QUOTED PASSAGE:

-*-

International › Finland · Last reviewed 2026-05-16

Finland — COHERE guideline 2020

Summary

Finland was the first country to formally restrict the Dutch Protocol. The Council for Choices in Health Care (COHERE) issued binding guidelines in June 2020 with the core that psychotherapy must be the first-line treatment for adolescent gender dysphoria, and that medical interventions are reserved for individual cases under strict eligibility criteria.

1. COHERE guideline June 2020

The Finnish Palveluvalikoimaneuvosto (Council for Choices in Health Care, COHERE) — a body that gives binding advice on the composition of the public health package — issued a guideline in June 2020 including (see the extensive summary under /evaluations/finland-2020/):

  • Psychotherapy and psychosocial support are first-line treatment.
  • Hormone treatment may only be considered after extensive diagnostics by a specialised team.
  • Non-early-onset gender dysphoria is explicitly distinguished from early-onset; for non-early-onset, hormone treatment is restricted.
  • Surgical interventions are not allowed in minors.

-*-

INFORMATION GIVEN:
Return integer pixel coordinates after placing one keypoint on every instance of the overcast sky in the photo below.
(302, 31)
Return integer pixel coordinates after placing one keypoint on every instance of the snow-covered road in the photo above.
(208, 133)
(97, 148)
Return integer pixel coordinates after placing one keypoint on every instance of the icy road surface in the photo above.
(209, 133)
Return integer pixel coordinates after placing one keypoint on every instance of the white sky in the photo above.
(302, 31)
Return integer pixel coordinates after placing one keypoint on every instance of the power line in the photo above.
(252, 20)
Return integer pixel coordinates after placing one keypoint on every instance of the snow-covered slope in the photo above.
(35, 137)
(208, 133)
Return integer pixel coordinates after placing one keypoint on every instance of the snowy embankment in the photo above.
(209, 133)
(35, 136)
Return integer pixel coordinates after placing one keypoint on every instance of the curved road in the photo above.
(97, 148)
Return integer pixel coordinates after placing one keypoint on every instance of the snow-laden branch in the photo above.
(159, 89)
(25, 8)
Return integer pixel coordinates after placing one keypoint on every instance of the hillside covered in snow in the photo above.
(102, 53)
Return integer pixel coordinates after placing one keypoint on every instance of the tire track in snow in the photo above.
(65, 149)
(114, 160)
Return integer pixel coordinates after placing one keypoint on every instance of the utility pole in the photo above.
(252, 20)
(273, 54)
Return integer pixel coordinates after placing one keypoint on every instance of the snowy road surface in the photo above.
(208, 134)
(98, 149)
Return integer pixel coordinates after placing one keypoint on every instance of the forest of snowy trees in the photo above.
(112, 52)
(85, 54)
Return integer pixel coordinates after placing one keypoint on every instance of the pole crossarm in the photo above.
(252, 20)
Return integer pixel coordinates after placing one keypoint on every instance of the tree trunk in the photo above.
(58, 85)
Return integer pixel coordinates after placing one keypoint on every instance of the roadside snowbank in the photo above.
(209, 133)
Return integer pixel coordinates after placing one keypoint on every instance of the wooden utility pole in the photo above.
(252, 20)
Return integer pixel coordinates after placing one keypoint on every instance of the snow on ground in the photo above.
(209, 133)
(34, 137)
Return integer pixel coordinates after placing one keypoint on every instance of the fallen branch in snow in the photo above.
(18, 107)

-*-

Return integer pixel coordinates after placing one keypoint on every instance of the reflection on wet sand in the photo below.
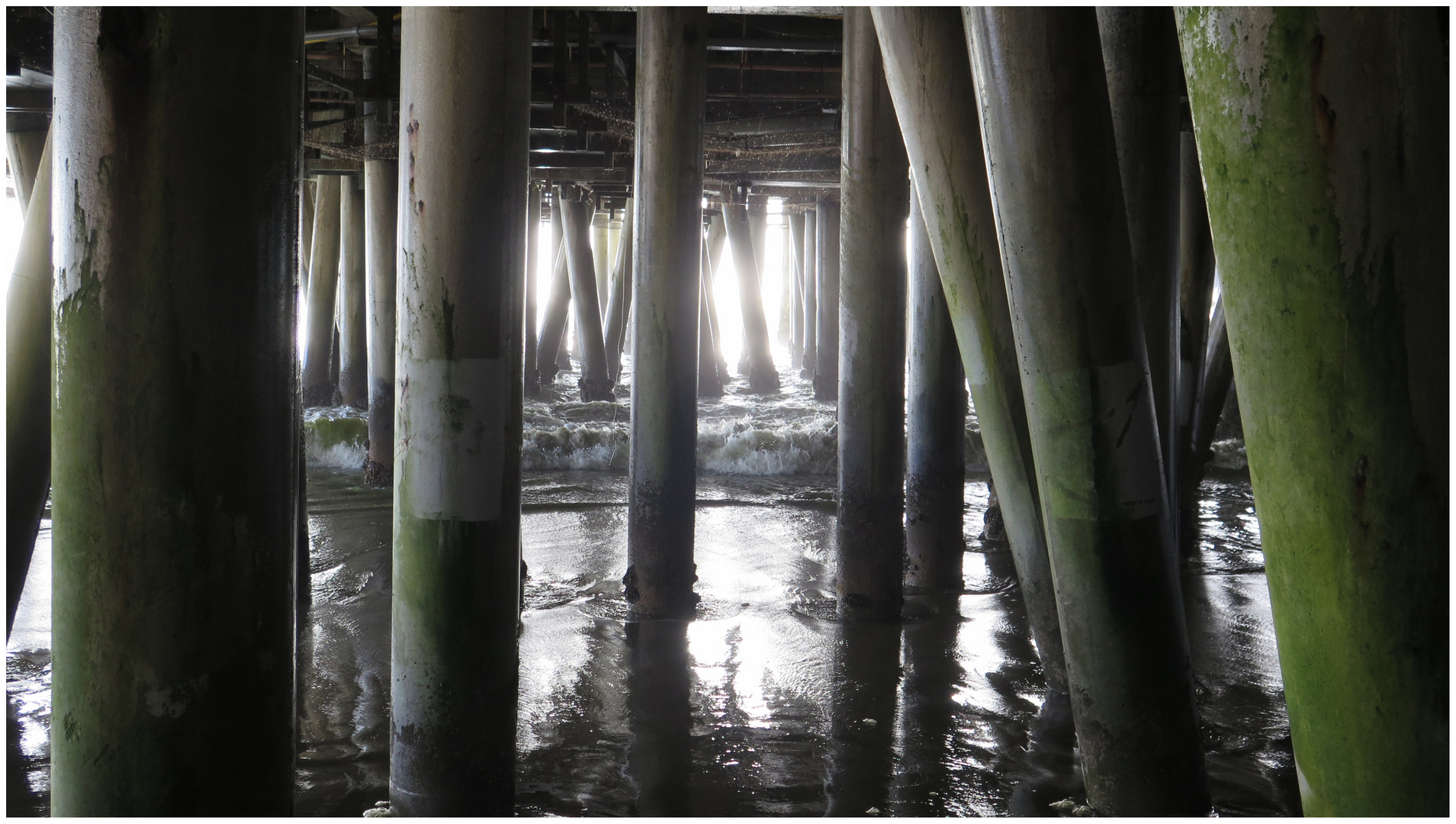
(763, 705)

-*-

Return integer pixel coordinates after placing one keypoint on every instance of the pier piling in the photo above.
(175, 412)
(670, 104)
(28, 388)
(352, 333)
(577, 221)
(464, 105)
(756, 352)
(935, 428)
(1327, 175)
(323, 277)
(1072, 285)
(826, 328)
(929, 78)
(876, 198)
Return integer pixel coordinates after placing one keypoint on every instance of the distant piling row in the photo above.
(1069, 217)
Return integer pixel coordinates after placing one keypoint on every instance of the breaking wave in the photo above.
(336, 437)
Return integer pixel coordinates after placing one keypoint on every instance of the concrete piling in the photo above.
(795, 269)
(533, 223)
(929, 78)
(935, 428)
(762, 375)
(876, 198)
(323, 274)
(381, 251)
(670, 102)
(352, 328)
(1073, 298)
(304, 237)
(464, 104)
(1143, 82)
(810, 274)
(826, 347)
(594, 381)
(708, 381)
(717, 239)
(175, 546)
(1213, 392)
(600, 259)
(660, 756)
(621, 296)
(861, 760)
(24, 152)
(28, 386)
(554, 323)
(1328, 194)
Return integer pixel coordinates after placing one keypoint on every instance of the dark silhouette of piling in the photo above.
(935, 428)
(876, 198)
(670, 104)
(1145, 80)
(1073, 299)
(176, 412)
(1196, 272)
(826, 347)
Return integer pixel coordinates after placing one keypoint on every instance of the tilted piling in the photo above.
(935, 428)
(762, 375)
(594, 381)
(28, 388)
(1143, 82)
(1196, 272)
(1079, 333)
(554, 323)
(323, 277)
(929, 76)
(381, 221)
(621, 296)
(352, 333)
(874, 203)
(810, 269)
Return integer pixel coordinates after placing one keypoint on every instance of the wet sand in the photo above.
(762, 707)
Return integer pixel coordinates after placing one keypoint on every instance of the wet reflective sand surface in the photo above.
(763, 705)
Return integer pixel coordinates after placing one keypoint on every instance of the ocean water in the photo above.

-*-

Continue the page on Finland's 2020 COHERE guideline from the point where it stops. The listing plays no part in what comes next.

ANSWER TO THIS TASK:
2. Rationale

COHERE motivated the restriction explicitly with reference to the reported rise in adolescent referrals, a higher proportion of comorbid psychiatric problems and the limited evidence base for long-term effectiveness. The original distinction in early-onset versus late-onset is central in COHERE's interpretation.1

3. Effects on practice

Since 2020, substantially fewer GnRHa prescriptions for minors have been issued in Finland. The two centres for adolescent gender care (Helsinki, Tampere) follow stricter diagnostic pathways.

See also

Footnotes

  1. Palveluvalikoimaneuvosto (COHERE). Medical treatment methods for dysphoria associated with variations in gender identity in minors — recommendation. 11 June 2020.